━━━━━ Source material
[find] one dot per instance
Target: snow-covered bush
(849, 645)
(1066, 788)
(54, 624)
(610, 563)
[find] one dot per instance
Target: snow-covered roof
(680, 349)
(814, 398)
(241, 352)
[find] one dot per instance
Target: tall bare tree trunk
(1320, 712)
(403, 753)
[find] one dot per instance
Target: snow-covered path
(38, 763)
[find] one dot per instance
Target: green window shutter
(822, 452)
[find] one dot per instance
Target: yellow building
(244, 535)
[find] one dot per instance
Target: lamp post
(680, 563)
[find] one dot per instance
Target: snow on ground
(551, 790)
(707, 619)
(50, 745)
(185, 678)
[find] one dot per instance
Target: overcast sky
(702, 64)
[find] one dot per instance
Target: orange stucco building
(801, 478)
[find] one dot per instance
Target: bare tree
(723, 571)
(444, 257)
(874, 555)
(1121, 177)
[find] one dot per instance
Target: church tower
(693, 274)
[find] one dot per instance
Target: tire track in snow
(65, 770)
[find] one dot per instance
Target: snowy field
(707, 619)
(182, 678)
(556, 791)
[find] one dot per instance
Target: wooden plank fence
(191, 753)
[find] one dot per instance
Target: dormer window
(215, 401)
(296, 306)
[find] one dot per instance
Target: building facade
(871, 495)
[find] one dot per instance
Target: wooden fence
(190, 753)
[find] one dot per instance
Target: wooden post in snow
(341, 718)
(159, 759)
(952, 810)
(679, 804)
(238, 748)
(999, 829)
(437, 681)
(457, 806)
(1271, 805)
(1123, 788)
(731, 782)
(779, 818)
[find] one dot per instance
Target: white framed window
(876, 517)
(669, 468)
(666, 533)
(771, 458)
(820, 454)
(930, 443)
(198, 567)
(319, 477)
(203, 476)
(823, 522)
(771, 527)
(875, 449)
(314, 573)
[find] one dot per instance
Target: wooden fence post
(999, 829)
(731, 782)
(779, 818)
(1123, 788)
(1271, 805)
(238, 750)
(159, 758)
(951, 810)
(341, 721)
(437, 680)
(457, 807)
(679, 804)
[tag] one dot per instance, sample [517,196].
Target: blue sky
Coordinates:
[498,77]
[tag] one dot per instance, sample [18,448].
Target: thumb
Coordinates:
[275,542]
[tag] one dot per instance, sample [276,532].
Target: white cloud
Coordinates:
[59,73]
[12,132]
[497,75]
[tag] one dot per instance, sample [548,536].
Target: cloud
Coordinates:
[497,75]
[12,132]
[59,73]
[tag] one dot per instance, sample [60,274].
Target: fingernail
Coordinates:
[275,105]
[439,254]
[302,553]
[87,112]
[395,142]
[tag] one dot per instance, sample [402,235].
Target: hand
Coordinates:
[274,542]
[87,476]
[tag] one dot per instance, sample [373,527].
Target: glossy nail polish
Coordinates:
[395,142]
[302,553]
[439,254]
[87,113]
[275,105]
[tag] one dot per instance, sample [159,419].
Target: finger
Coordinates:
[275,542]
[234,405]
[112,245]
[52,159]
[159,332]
━━━━━━━━━━
* _Task objective_:
Output the full listing above as a two-column CSV with the header input,output. Each row should pair one block of text with the points given for it, with each field in double quotes and line breaks turned into spaces.

* _Solution to this problem_:
input,output
"[find] one dot per instance Target: snow-covered bush","(849, 645) (1066, 788) (54, 624) (610, 563)"
"[find] one dot per instance Target: snow-covered roof","(680, 349) (814, 398) (241, 352)"
"[find] one dot per instance Target: tall bare tree trunk","(1320, 712) (403, 753)"
"[find] one dot per instance Target: snow-covered path","(38, 763)"
"[find] one dot per instance Target: green window shutter","(822, 452)"
"[find] one dot per instance Target: yellow building","(244, 535)"
"[find] one dot per instance Target: lamp post","(680, 563)"
"[find] one dot per instance Target: snow on ground","(551, 790) (707, 619) (50, 745) (185, 678)"
"[find] one dot per instance Target: overcast sky","(702, 64)"
"[find] one dot per instance Target: orange stucco building","(801, 478)"
"[find] one dot per instance Target: bare tree","(723, 571) (444, 257) (874, 555) (1121, 177)"
"[find] one dot per instance Target: church tower","(693, 274)"
"[find] one dot per instance Target: tire track in snow","(65, 770)"
"[find] one dot per instance Target: snowy field","(707, 619) (182, 678) (556, 791)"
"[find] one dot per instance Target: wooden plank fence","(191, 753)"
"[find] one dot per instance Target: dormer window","(215, 401) (296, 306)"
"[find] one dot per instance Target: building facade","(871, 495)"
"[find] one dot per instance Target: wooden fence","(190, 753)"
"[find] one dot per instance Target: wooden post in snow","(341, 718) (159, 759) (952, 810) (679, 804) (238, 748) (999, 829) (437, 681) (457, 806) (1271, 805) (1123, 788) (731, 782) (779, 818)"
"[find] one dot per instance Target: white framed window","(876, 517) (669, 468) (666, 533) (771, 458) (820, 454) (930, 443) (198, 567) (319, 477) (203, 476) (823, 522) (771, 527) (875, 449) (314, 573)"
"[find] one dot per instance Target: wooden fence post","(999, 829) (731, 782) (779, 818) (1123, 788) (1271, 805) (238, 750) (159, 758) (951, 810) (341, 721) (437, 680) (457, 807) (679, 804)"
"[tag] one dot per instance, sample [517,196]. Target: blue sky Coordinates:","[498,77]"
"[tag] one dot per instance, sample [18,448]. Target: thumb Coordinates:","[275,542]"
"[tag] one dot per instance, sample [276,532]. Target: white cloud Coordinates:","[59,73] [12,132] [497,75]"
"[tag] one dot per instance, sample [548,536]. Target: cloud Coordinates:","[497,75] [12,132] [59,73]"
"[tag] one dot per instance, sample [60,274]. Target: fingernail Coordinates:","[275,105] [439,254] [302,553] [87,112] [395,142]"
"[tag] one dot per instance, sample [402,235]. Target: hand Coordinates:","[274,542] [87,476]"
"[tag] one dot per instance, sample [373,527]. Target: glossy nail polish Coordinates:","[395,142] [302,553] [439,254] [87,113] [275,105]"
"[tag] one dot per instance, sample [159,419]. Target: finger Coordinates:","[275,542] [234,405] [112,245] [52,159] [159,332]"